▶ _Request A_
Rewrite the paragraph of the motor article that begins "So, when the time comes" as a short bulleted list that keeps its main facts.

▶ _Document_

-- start --

Bench Talk

When most engineers hear “motor,” they usually think “magnetics.” That makes sense because traditional motors use coils, windings, and magnetic materials to provide rotary or linear motion. Whether an AC or DC motor, brushed or brushless, stepper, or other configuration (see The Mystery and Magic of Motor Genealogy), the interaction between magnetic fields and materials converts electrical energy into mechanical motion.

So, when the time comes to implement small-scale and precise motion, designers often first consider a very small motor or even a small motor plus gearset. However, at these smaller scales, magnetic motors are difficult to control and still relatively large, while gearsets bring more issues of size, weight, cost, mechanical play, backlash, and wear. Even with advanced motion-control electronics and software, it can be a tricky and unsatisfactory solution.

But there exists an alternative to the magnetics-based motors currently in widespread use: The piezoelectric motor, also called a piezoelectric actuator. Its principles of operation leverage the well-known piezoelectric effect. Engineers are familiar with this two-way phenomenon and its many applications, such as converting vibration into electricity for energy harvesting, building pressure-sensing transducers, and implementing spark ignitors. In the complementary mode, the effect is used for transforming electrical energy into pressure and motion, in audio signaling devices/annunciators and, of course, as the core of ubiquitous crystal oscillators.

-- end --

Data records

-- start --

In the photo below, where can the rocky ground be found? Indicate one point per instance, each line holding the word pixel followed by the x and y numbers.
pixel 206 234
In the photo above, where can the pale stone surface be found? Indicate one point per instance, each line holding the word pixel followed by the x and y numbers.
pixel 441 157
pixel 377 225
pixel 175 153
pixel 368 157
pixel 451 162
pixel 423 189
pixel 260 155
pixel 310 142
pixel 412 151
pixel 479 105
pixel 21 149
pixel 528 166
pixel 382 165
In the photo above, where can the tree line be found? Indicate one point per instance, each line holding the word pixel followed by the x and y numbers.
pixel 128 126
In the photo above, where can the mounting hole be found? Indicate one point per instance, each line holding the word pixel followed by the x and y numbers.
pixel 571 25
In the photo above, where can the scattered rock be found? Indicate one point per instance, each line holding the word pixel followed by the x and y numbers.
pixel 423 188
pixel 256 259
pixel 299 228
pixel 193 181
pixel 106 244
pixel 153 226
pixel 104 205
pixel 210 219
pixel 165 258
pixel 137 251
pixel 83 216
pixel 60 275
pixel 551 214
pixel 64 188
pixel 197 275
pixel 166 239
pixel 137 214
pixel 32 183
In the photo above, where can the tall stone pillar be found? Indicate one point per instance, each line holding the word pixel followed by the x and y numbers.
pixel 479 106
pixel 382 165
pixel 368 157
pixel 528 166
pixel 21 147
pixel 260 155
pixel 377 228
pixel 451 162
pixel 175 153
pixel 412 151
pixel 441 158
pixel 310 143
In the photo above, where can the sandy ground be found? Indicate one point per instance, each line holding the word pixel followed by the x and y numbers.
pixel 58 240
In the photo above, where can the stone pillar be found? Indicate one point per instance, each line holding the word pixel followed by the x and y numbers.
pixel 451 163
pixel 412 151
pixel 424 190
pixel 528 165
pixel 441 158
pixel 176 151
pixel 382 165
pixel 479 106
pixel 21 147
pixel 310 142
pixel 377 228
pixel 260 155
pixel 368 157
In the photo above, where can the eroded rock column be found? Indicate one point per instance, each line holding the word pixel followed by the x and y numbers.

-- end --

▶ _Request B_
Rewrite the listing as a Markdown table with the columns Row and Line, starting at the line that contains "In the photo above, where can the tall" and ending with the last line of the listing, giving each line a row number and leaving out blank lines.

▶ _Right answer A_
- For small-scale, precise motion, designers often first consider a very small motor or a small motor with a gearset.
- At these scales, magnetic motors are hard to control and still relatively large.
- Gearsets add problems of size, weight, cost, mechanical play, backlash, and wear.
- Even with advanced motion-control electronics and software, the result can be tricky and unsatisfactory.

▶ _Right answer B_
| Row | Line |
|---|---|
| 1 | In the photo above, where can the tall stone pillar be found? Indicate one point per instance, each line holding the word pixel followed by the x and y numbers. |
| 2 | pixel 479 106 |
| 3 | pixel 382 165 |
| 4 | pixel 368 157 |
| 5 | pixel 528 166 |
| 6 | pixel 21 147 |
| 7 | pixel 260 155 |
| 8 | pixel 377 228 |
| 9 | pixel 451 162 |
| 10 | pixel 175 153 |
| 11 | pixel 412 151 |
| 12 | pixel 441 158 |
| 13 | pixel 310 143 |
| 14 | In the photo above, where can the sandy ground be found? Indicate one point per instance, each line holding the word pixel followed by the x and y numbers. |
| 15 | pixel 58 240 |
| 16 | In the photo above, where can the stone pillar be found? Indicate one point per instance, each line holding the word pixel followed by the x and y numbers. |
| 17 | pixel 451 163 |
| 18 | pixel 412 151 |
| 19 | pixel 424 190 |
| 20 | pixel 528 165 |
| 21 | pixel 441 158 |
| 22 | pixel 176 151 |
| 23 | pixel 382 165 |
| 24 | pixel 479 106 |
| 25 | pixel 21 147 |
| 26 | pixel 310 142 |
| 27 | pixel 377 228 |
| 28 | pixel 260 155 |
| 29 | pixel 368 157 |
| 30 | In the photo above, where can the eroded rock column be found? Indicate one point per instance, each line holding the word pixel followed by the x and y numbers. |